Dataset excerpt:
** Begin **

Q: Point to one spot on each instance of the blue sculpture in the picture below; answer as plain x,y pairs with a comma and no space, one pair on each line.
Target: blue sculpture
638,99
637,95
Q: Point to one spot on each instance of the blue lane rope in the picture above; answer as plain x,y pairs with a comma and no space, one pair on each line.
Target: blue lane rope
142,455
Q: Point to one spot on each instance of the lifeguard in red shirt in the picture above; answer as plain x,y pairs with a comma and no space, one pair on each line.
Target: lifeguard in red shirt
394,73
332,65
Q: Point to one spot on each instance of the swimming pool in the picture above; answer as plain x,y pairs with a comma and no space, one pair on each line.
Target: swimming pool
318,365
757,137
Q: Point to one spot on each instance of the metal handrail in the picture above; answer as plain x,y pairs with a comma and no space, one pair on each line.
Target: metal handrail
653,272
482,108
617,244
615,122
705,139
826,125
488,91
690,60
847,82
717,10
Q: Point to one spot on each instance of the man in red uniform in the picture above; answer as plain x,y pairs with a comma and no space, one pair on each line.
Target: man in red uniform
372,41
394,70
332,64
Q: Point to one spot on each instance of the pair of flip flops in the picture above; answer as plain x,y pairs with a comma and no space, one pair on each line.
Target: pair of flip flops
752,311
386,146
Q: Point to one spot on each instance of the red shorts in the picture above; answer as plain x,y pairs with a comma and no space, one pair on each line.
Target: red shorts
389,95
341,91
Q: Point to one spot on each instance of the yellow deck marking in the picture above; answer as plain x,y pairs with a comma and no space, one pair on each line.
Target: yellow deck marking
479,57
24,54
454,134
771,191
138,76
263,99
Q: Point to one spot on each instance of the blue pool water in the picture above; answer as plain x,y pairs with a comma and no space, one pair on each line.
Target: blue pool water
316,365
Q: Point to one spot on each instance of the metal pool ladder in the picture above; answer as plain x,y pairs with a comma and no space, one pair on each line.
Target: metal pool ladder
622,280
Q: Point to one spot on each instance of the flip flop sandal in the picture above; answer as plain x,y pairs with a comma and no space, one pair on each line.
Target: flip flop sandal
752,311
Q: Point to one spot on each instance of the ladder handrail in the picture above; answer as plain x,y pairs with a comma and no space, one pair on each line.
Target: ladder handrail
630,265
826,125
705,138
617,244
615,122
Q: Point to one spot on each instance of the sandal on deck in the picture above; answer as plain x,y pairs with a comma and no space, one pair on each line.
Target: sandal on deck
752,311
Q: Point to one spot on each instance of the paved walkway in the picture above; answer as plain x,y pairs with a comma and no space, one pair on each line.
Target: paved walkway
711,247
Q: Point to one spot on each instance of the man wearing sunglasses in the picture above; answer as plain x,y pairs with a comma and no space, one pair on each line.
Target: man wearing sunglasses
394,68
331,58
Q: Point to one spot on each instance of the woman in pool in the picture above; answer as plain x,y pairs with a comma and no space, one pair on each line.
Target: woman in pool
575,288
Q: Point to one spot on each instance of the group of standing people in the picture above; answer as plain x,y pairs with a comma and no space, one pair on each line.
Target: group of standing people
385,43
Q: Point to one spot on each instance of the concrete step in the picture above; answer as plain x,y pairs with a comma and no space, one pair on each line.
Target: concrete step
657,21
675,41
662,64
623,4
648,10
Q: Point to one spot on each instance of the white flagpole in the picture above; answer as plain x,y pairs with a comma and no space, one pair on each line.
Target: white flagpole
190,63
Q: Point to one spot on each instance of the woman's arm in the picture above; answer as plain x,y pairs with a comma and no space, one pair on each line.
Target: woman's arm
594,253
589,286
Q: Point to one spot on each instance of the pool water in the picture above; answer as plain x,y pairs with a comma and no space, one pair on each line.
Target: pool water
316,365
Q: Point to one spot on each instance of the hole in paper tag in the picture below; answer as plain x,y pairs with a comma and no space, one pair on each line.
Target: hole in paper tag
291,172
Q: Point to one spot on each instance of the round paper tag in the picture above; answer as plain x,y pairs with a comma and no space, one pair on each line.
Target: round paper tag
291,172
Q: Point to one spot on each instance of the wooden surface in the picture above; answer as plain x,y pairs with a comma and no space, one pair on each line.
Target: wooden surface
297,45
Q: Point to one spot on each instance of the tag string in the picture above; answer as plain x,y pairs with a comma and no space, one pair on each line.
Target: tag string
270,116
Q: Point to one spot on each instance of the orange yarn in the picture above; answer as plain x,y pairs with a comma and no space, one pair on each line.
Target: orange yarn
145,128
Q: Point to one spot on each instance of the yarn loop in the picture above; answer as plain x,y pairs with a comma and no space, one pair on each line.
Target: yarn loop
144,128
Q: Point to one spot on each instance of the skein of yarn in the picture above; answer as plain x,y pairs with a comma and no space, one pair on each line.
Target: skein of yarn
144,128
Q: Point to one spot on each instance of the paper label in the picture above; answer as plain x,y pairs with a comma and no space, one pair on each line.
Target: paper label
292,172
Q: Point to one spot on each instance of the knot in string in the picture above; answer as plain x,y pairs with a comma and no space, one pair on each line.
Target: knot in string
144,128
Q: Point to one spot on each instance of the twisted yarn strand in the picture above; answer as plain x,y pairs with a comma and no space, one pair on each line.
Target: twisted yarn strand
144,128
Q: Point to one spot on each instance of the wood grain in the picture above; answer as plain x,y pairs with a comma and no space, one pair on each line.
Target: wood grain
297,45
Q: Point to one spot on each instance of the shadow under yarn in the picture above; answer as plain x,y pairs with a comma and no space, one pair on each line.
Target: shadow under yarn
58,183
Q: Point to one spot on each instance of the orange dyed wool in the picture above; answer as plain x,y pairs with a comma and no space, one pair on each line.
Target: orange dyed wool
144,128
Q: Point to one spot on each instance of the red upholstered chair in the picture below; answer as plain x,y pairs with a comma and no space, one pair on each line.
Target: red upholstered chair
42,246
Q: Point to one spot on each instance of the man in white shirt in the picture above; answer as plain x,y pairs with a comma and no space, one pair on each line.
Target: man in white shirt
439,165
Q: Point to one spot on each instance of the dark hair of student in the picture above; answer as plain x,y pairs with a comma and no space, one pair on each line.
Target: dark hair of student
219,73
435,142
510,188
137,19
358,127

** End **

# Task directions:
Recast all of the data above as a numbered list, omitting any blank lines.

# Correct result:
1. Q: Point to one spot on each instance of the blue sculpture in the picture below; answer as plain x,y pairs with a comma and no space, one pair on each line.
2. Target: blue sculpture
3. 638,99
4. 637,95
5. Q: Point to one spot on each instance of the blue lane rope in the picture above; answer as plain x,y pairs with a comma and no space, one pair on each line.
6. Target: blue lane rope
7. 142,455
8. Q: Point to one spot on each instance of the lifeguard in red shirt in the picture above; answer as plain x,y pairs with a comma and no space, one pair on each line.
9. Target: lifeguard in red shirt
10. 394,73
11. 332,65
12. Q: Point to one spot on each instance of the swimming pool in the picture above; answer as plain x,y pairs with a comma and no space, one pair on each line.
13. Target: swimming pool
14. 318,365
15. 757,137
16. Q: Point to one spot on each instance of the metal handrail in the picture above; answer as plain x,y pairs with a comma and no space, one pair on each line.
17. Target: metal handrail
18. 653,272
19. 482,108
20. 617,244
21. 615,122
22. 705,139
23. 826,125
24. 488,91
25. 690,60
26. 847,82
27. 717,10
28. Q: Point to one spot on each instance of the man in red uniform in the picture above; answer as plain x,y pairs with a comma and no space, one pair on each line.
29. Target: man in red uniform
30. 372,41
31. 394,70
32. 332,64
33. Q: Point to one spot on each instance of the pair of flip flops in the picture above; answer as plain x,y pairs with a comma and no space, one pair on each line.
34. Target: pair of flip flops
35. 752,311
36. 386,146
37. Q: Point to one spot on each instance of the red shorts in the picture above; answer as plain x,y pairs with a comma and no space, one pair on each line.
38. Target: red shorts
39. 389,95
40. 341,91
41. Q: Point to one spot on each instance of the yellow deck marking in the picture above; answer as plain x,y pairs with a comma and no space, one pair on each line.
42. Target: yellow deck marking
43. 479,57
44. 24,54
45. 454,134
46. 771,191
47. 138,76
48. 263,99
49. Q: Point to one spot on each instance of the blue pool water in the picture above; answer as plain x,y pairs with a comma and no space, one pair on each line.
50. Target: blue pool water
51. 316,365
52. Q: Point to one spot on each instance of the metal pool ladder in the picture above; answer as plain x,y pairs with a comma and no space, one pair on each line.
53. Target: metal pool ladder
54. 622,280
55. Q: Point to one spot on each instance of the flip flop sandal in the picture above; answer as plain x,y pairs with a comma and no space, one pair on each line.
56. Target: flip flop sandal
57. 752,311
58. Q: Point to one spot on each instance of the ladder handrail in the picture above; answer as plain x,y pairs with a comma and no space, one pair on each line.
59. Target: ladder handrail
60. 630,265
61. 826,125
62. 705,138
63. 617,244
64. 615,122
65. Q: Point to one spot on each instance of the sandal on deck in the picture above; answer as plain x,y pairs with a comma and no space, one pair on each line.
66. Target: sandal on deck
67. 752,311
68. Q: Point to one spot on each instance of the paved walkway in the picture above; answer as plain x,y pairs with a comma and no space, one pair on each line.
69. Target: paved walkway
70. 711,247
71. Q: Point to one spot on each instance of the man wearing sunglasses in the picture above; answer as plain x,y pairs with a comma and no space, one pair on each line.
72. Target: man wearing sunglasses
73. 394,68
74. 331,58
75. Q: Point to one spot on each instance of the woman in pool in the picture above; answer as plain x,y pairs with a comma and no space, one pair on each line.
76. Target: woman in pool
77. 575,288
78. Q: Point to one spot on each instance of the group of standing people in the picture above; answer as plain x,y pairs with a comma and no space, one pair on each line.
79. Target: group of standing people
80. 385,43
81. Q: Point to one spot on each instance of the concrete step in the picture above; answer as plain x,y pairs with a comma and no space, one pair on each line.
82. Target: concrete step
83. 657,21
84. 675,41
85. 662,64
86. 623,4
87. 648,10
88. Q: Point to one spot on each instance of the white flagpole in the picture above; answer as plain x,y pairs with a comma and no space, one pair on each line.
89. Target: white flagpole
90. 190,63
91. Q: Point to one spot on each instance of the woman's arm in the picture above; answer as plain x,y pairs with a comma and no space, one pair on each line.
92. Target: woman's arm
93. 594,253
94. 589,286
95. Q: Point to one spot on each instance of the pool water in the picture above; answer as plain x,y pairs with a comma and no space, one pair on each line.
96. Target: pool water
97. 316,365
98. Q: Point to one spot on each instance of the hole in paper tag in the picture below; answer as plain x,y pairs with a comma and no space, one pair on each line.
99. Target: hole in paper tag
100. 291,172
101. Q: Point to one spot on each instance of the round paper tag in the picture above; answer as plain x,y pairs with a comma and no space, one pair on each line.
102. Target: round paper tag
103. 291,172
104. Q: Point to one spot on each instance of the wooden surface in the picture above; answer as plain x,y pairs with a comma and no space, one pair on each line.
105. Target: wooden surface
106. 297,45
107. Q: Point to one spot on each instance of the tag string in the picture above; answer as plain x,y pairs with a comma and no space, one pair on each line.
108. Target: tag string
109. 270,116
110. Q: Point to one spot on each instance of the orange yarn in the picture above; answer as plain x,y pairs with a comma and no space, one pair on each line.
111. Target: orange yarn
112. 145,128
113. Q: Point to one spot on each instance of the yarn loop in the picture above; answer as plain x,y pairs with a comma and no space, one pair on each line.
114. Target: yarn loop
115. 144,128
116. Q: Point to one spot on each instance of the skein of yarn in the picture above; answer as plain x,y pairs with a comma and no space, one pair on each line.
117. Target: skein of yarn
118. 144,128
119. Q: Point to one spot on each instance of the paper label in the picture above; answer as plain x,y pairs with a comma and no space, one pair on each line.
120. Target: paper label
121. 292,172
122. Q: Point to one spot on each instance of the knot in string in the picture above; answer as plain x,y pairs with a comma and no space, one pair on each line.
123. Target: knot in string
124. 144,128
125. Q: Point to one spot on each instance of the twisted yarn strand in the picture above; answer as plain x,y pairs with a comma and no space, one pair on each line.
126. Target: twisted yarn strand
127. 144,128
128. Q: Point to one spot on each instance of the wood grain in the picture above; answer as plain x,y pairs with a comma and no space, one pair on each line.
129. Target: wood grain
130. 297,45
131. Q: Point to one spot on each instance of the shadow under yarn in the picture above; answer as plain x,y pairs with a comma and no space, one pair on each line.
132. Target: shadow under yarn
133. 58,183
134. Q: Point to one spot on each instance of the orange dyed wool in the picture above; answer as plain x,y pairs with a comma and no space, one pair on each line.
135. Target: orange dyed wool
136. 144,128
137. Q: Point to one spot on each instance of the red upholstered chair in the picture below; answer as plain x,y pairs with a comma and no space, one pair on each line.
138. Target: red upholstered chair
139. 42,246
140. Q: Point to one spot on each instance of the man in white shirt in the picture above; answer as plain x,y pairs with a comma and no space, one pair on each line.
141. Target: man in white shirt
142. 439,165
143. Q: Point to one spot on each instance of the dark hair of student in the picture above; answer as plain x,y pairs with a comma and no space, one pair on each line.
144. Target: dark hair of student
145. 219,73
146. 435,142
147. 510,188
148. 137,19
149. 358,127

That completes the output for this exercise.